*** Dataset records Section Begins ***

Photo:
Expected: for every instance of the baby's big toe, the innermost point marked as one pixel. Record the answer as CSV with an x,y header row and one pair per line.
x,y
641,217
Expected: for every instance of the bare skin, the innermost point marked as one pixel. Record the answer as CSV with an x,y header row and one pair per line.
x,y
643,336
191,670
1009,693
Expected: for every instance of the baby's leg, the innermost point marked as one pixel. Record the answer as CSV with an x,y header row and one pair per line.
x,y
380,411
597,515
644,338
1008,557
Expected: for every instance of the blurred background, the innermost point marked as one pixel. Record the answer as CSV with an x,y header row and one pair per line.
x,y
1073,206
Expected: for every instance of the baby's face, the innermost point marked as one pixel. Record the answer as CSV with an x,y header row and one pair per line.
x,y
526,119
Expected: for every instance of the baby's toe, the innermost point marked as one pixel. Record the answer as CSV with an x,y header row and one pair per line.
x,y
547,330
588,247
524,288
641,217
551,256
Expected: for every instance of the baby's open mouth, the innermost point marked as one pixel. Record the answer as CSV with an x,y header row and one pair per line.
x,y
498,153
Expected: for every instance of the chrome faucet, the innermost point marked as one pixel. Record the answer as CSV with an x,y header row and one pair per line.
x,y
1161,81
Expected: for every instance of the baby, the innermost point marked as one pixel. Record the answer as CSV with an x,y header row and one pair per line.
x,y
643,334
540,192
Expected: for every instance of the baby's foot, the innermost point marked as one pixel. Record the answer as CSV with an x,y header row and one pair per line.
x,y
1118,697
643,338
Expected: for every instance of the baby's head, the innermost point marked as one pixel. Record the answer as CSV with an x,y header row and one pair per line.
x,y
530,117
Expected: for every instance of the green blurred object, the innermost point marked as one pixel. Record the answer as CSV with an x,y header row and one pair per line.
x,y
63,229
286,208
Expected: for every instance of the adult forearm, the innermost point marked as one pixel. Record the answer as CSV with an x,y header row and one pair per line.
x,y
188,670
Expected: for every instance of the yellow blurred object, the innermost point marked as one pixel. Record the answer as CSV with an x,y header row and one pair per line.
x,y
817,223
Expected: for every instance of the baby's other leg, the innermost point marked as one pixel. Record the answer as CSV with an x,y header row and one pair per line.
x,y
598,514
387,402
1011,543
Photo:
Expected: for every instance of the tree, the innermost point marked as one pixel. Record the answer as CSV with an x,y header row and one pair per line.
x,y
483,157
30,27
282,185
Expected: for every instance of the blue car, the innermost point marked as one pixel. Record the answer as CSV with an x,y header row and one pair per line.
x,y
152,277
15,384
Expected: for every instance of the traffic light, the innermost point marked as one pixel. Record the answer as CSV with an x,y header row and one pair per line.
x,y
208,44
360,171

*** Dataset records Section Ends ***

▸ **Directions for this task**: Output every entry word for word.

▸ **Answer to this exercise**:
Photo:
Expected: for every instance of the baby's big toe, the innermost point marked as one pixel. Record the answer as CSV with an x,y header row and one pair per line.
x,y
641,217
Expected: for every instance of the bare skin, the innermost point marked as one pixel. Record the answer as CSV with an x,y header row and one pair per line.
x,y
643,336
191,670
1009,693
Expected: for every instance of the baby's leg, the innermost point marked as one pixel. Record the answer as CSV with an x,y header row and one pair per line.
x,y
380,411
597,515
644,338
1008,557
Expected: for every instance of the blurred background, the innermost point marked as one pixel. Record the answer as CSV with an x,y header row and one pair per line.
x,y
1073,206
Expected: for every instance of the baby's face, the innermost point marked as one pixel. Record the answer as CSV with an x,y header row and one pair per line.
x,y
526,119
Expected: for every instance of the baby's toe, the innermost point marked as one pixel. Record the answer as CSV with an x,y header row and one pair per line.
x,y
547,330
588,247
524,288
641,217
551,256
Expected: for every instance of the baby's open mouth, the innermost point marked as one pixel. Record the answer as CSV with an x,y header row and one pair per line.
x,y
498,153
Expected: for every instance of the chrome faucet, the innermost point marked as one pixel. Record the answer as CSV with an x,y header row and one pair per line.
x,y
1161,81
Expected: for every instance of the baby, the innermost point marked as one pixel. Record the answer as CSV with an x,y header row and one pair per line.
x,y
643,334
540,192
Expected: for every instance of the baby's foot, the innermost point marked as one pixel. Record the answer as CSV with an x,y header row and one pair per line.
x,y
1118,697
643,338
Expected: for every instance of the baby's head, the innermost point marked as one pixel. Record the answer as CSV with an x,y header row and one pair per line.
x,y
530,117
Expected: for every instance of the green blurred object, the innermost point marked as one pixel. Record the answer as CSV with an x,y header row and one pair per line.
x,y
63,229
286,208
Expected: for every instance of the adult forearm, the innermost point marked as one pixel. Record the answer as CSV with an x,y header row and one pair per line.
x,y
188,670
Expected: for every instance of the yellow blurred object, the innermost point marked as one pixel. Record the answer as CSV with an x,y header row and one pair per line.
x,y
817,223
Expected: for every instance of the baby's other leg, the innermost point marked as one pixel. Record the answer as CSV with an x,y header row and one pair per line.
x,y
598,514
387,402
1011,543
Photo:
Expected: for every instance of the tree, the innermost point marked as one pixel. Record the answer as CSV with an x,y header row and one pair per line.
x,y
483,157
30,27
282,185
Expected: for every instance of the blue car, the innermost point marked as one pixel. Record the answer as CSV with an x,y header row and one pair per line.
x,y
152,277
15,384
Expected: for every instance of the traffic light, the innermost point marked as one pixel. Record the answer as CSV with an x,y header row and one pair per line.
x,y
208,44
360,171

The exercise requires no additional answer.